Le président d’honneur de l’Alliance des Démocrates pour le Développement Intégral (ADDI) une formation membre du Collectif « Sauvons le Togo », Dr Nagbandja Kampatibe envoyé dans les Savanes pour renforcer les organes décentralisés du Collectif se prononce sur la situation sociopolitique de notre pays au micro de notre correspondant dans les Savanes.
 
Le Collectif Sauvons le Togo (CST) est depuis le 12 juin 2012, engagé dans une série de manifestations populaires réprimées et critiquées par le gouvernement togolais… En tant que Membre d’honneur du parti Alliance des Démocrates pour le Développement Intégral (ADDI), quelle est la situation au sein du CST dont votre parti est membre ?
 
Nagbandja KAMPATIBE : Votre organe de presse que je salue au passage pour la perspicacité de ses analyses et pour le courage de ses journalistes a quotidiennement tenu informés ses lecteurs et toute la population de l’évolution de la situation. En tant que membre d’honneur du parti ADDI qui a signé la plateforme du CST, j’aimerais tout d’abord réaffirmer l’engagement de notre parti dans les actions que mène le Collectif et réitérer aussi notre détermination sans faille à poursuivre avec les autres membres, la lutte pour une vraie libération du Togo et une renaissance de la nation togolaise.

» **DONNÉES SOURCES**:
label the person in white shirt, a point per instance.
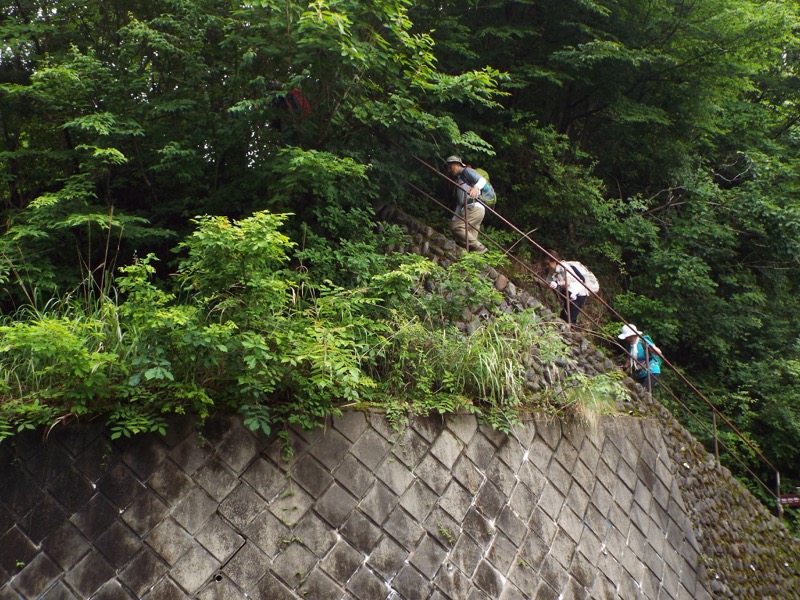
(568, 285)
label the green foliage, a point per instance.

» **CONSIGNE DE L'EXERCICE**:
Transcrivez fidèlement le passage de l'entretien allant de « Nagbandja KAMPATIBE : Votre » jusqu'à « la nation togolaise. » inclus. La liste ci-dessus provient d'une autre source.

» **TÂCHE ACCOMPLIE**:
Nagbandja KAMPATIBE : Votre organe de presse que je salue au passage pour la perspicacité de ses analyses et pour le courage de ses journalistes a quotidiennement tenu informés ses lecteurs et toute la population de l’évolution de la situation. En tant que membre d’honneur du parti ADDI qui a signé la plateforme du CST, j’aimerais tout d’abord réaffirmer l’engagement de notre parti dans les actions que mène le Collectif et réitérer aussi notre détermination sans faille à poursuivre avec les autres membres, la lutte pour une vraie libération du Togo et une renaissance de la nation togolaise.